Records provided:
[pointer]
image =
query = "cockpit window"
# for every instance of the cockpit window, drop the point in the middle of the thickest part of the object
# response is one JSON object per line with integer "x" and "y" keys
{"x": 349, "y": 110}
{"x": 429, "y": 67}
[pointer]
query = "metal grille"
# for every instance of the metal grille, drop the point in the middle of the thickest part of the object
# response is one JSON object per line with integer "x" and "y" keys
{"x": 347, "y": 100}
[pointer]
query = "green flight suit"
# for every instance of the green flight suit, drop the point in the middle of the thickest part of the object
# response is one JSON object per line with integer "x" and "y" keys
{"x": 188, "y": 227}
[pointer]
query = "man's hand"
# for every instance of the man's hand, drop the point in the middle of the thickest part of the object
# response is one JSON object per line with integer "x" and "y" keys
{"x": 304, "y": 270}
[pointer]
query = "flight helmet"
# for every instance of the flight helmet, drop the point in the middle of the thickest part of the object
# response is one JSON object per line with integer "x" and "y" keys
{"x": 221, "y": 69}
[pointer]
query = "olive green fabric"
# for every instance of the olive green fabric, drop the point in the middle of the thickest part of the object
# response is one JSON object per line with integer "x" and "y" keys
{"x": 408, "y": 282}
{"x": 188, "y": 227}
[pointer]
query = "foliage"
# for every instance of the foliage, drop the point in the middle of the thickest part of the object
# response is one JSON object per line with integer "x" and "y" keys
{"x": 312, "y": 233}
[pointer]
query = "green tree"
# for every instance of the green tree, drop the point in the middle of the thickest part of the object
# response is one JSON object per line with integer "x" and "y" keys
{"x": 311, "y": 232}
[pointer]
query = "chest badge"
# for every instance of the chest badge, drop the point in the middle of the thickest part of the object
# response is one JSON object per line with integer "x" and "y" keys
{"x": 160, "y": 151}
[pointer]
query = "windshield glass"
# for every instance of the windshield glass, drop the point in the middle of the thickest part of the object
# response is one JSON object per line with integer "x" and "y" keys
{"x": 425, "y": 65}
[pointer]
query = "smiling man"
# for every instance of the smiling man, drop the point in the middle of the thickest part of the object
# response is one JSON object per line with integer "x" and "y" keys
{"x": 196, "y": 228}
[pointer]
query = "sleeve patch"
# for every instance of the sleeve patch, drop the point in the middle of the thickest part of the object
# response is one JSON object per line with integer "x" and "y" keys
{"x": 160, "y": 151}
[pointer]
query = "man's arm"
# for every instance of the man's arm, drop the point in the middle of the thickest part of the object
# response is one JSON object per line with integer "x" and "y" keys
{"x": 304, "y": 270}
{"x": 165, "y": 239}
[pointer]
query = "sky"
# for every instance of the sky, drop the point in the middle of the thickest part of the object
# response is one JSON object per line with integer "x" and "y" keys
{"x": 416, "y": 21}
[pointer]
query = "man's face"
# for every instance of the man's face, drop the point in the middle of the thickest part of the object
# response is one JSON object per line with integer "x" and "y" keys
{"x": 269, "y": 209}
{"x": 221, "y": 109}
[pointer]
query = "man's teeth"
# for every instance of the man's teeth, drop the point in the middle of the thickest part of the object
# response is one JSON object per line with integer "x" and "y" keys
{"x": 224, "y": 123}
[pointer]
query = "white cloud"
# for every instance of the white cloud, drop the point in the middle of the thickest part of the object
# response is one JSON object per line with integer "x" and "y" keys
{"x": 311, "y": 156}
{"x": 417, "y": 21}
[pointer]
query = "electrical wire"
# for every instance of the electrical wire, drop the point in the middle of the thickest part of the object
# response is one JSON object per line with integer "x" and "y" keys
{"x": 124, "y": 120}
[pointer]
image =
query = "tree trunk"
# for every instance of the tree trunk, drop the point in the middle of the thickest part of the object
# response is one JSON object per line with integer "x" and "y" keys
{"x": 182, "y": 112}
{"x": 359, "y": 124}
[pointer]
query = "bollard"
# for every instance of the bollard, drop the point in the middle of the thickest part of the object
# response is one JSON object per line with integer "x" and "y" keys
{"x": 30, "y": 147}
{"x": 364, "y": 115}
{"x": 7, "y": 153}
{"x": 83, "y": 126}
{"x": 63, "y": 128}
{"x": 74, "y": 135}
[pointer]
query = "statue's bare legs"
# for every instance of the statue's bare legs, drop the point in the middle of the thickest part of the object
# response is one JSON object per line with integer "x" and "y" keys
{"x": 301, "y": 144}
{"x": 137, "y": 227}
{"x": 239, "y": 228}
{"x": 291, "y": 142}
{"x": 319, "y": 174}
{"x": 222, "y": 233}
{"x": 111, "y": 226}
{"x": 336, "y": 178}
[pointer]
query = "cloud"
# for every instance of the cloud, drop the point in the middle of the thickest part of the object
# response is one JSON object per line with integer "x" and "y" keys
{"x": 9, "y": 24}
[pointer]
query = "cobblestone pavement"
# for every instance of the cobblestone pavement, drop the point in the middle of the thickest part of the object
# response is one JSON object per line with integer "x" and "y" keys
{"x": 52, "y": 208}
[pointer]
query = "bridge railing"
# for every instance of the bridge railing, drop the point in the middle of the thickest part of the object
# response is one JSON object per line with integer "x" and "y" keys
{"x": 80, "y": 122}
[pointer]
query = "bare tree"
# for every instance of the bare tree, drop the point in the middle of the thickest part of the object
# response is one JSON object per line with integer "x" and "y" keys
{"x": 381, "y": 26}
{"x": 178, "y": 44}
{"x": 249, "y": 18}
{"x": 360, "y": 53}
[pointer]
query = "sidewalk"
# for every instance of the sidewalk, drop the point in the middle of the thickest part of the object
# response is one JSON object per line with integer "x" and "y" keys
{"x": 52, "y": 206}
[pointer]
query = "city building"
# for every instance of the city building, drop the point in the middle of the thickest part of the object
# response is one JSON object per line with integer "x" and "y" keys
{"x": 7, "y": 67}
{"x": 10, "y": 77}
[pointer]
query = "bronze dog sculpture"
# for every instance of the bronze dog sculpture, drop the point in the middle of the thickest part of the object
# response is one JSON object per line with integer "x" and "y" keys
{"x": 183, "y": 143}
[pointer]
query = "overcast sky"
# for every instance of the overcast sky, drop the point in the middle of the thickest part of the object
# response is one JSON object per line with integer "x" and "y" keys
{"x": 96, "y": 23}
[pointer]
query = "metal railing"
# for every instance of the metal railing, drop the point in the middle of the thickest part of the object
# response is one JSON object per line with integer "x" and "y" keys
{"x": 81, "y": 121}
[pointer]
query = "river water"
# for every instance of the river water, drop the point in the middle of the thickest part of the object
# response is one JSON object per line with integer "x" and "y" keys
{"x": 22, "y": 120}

--

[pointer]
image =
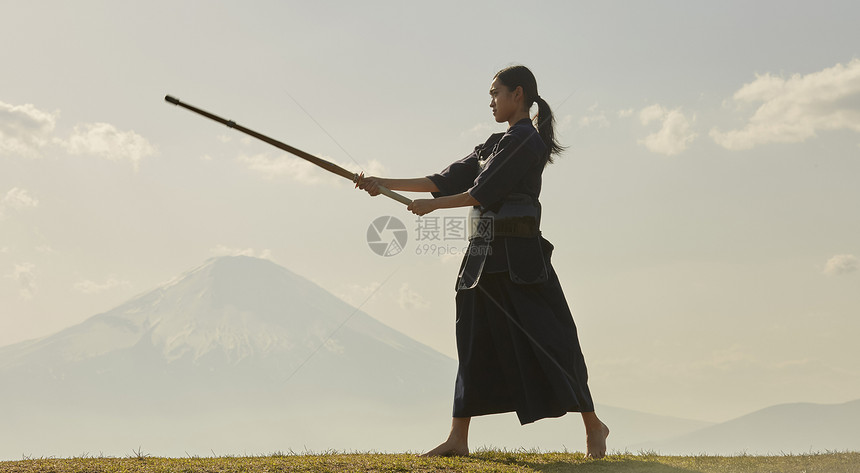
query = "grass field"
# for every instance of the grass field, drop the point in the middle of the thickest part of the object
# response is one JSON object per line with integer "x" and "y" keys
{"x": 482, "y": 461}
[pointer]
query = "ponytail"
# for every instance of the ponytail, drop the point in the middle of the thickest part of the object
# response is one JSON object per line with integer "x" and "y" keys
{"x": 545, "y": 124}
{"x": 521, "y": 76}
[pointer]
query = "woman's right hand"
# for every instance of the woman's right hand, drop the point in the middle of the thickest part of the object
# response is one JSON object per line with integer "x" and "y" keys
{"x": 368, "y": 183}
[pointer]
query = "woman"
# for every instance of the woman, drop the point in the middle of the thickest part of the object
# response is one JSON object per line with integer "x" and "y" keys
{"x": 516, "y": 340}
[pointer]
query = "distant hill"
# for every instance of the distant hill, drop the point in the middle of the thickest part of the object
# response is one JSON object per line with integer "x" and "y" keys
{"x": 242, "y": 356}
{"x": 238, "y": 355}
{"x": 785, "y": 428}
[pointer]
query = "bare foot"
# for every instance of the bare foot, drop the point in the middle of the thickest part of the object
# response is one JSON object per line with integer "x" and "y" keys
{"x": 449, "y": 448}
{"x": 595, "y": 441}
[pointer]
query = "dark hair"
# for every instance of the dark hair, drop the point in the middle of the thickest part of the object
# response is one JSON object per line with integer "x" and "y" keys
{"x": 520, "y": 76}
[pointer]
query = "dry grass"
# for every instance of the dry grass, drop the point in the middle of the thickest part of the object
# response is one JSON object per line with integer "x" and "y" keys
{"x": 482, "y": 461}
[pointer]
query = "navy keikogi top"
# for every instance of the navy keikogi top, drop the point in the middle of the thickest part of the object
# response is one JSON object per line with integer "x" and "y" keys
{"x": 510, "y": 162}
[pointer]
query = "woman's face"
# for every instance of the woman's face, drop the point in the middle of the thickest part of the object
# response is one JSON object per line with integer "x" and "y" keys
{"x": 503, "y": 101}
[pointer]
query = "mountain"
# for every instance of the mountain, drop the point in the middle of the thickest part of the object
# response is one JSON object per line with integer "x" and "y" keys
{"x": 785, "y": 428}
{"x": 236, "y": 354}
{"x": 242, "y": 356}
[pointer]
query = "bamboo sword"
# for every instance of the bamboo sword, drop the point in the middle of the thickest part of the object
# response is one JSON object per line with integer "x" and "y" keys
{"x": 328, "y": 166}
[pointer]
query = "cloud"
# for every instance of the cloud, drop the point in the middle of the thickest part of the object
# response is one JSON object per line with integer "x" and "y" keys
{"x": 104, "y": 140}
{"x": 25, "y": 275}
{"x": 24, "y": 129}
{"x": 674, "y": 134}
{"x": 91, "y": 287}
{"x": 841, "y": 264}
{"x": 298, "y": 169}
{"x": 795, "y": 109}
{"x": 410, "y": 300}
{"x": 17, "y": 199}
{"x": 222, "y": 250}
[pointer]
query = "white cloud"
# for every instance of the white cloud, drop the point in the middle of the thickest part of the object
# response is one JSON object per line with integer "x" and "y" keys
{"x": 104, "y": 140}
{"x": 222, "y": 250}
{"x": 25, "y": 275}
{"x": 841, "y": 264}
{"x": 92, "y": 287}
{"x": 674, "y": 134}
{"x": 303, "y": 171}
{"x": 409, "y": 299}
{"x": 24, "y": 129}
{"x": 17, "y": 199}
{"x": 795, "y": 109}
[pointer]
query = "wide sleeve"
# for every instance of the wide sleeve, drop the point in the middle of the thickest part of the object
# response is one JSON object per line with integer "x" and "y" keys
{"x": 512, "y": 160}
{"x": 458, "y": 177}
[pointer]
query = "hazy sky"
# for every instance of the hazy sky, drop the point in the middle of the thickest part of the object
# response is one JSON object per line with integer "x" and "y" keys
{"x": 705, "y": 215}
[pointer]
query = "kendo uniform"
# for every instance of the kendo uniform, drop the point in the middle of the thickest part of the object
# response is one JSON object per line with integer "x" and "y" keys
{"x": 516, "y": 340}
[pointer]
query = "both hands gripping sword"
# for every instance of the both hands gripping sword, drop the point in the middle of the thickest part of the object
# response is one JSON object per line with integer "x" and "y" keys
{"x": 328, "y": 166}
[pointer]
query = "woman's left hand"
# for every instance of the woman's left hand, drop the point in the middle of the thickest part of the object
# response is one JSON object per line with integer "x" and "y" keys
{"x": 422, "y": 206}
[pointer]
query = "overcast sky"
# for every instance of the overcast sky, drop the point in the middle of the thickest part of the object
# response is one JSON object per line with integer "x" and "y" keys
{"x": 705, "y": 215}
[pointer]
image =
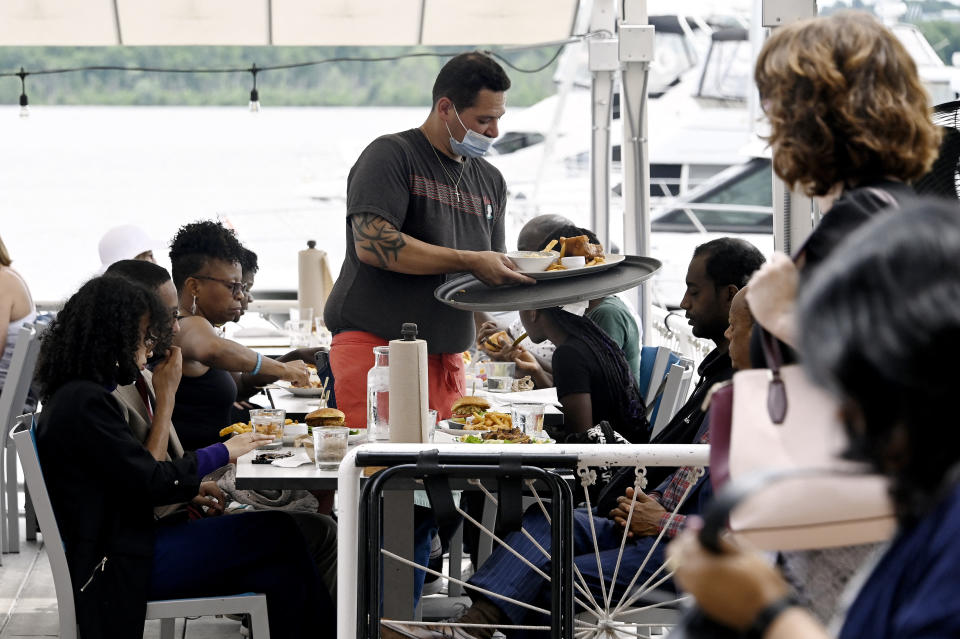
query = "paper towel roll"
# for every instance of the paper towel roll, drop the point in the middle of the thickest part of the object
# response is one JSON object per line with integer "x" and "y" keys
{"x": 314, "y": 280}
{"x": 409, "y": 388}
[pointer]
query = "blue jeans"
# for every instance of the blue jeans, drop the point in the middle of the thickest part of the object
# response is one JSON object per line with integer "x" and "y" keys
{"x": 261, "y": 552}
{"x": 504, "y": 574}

Written exercise: Count the lines of the items above that contain the string "hands", and give only that number.

Response: 2